[What the task asks] Write every record out again exactly as given.

(Saved entries)
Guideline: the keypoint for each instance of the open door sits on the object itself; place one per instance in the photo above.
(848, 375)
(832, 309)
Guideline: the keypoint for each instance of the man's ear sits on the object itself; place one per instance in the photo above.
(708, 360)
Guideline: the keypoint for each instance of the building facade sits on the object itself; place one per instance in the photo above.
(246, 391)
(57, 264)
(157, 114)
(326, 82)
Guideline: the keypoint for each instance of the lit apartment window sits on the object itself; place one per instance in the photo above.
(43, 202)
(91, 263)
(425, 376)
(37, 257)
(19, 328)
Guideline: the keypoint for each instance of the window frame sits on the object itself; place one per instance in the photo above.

[Reply to the exercise]
Guideline: the keypoint for each instance of the open door sits on the object itself; place one per instance in the photo above.
(848, 375)
(832, 309)
Guideline: the keypoint for each instance of the man's ear sits on the object itself; place one per instance in the photo above.
(708, 360)
Guideline: the keypoint for each instance of the building facade sits on the object itself; place one per instance in the photo above.
(246, 391)
(57, 264)
(157, 114)
(326, 82)
Guideline: the keypoint for each instance of the lit apartment window sits on the object itself; place one per instance in the photo above.
(43, 202)
(91, 263)
(425, 376)
(37, 257)
(19, 328)
Guideline: the keypoint for each instance of the window frame sits on the object itself; place one per instance in the photo above.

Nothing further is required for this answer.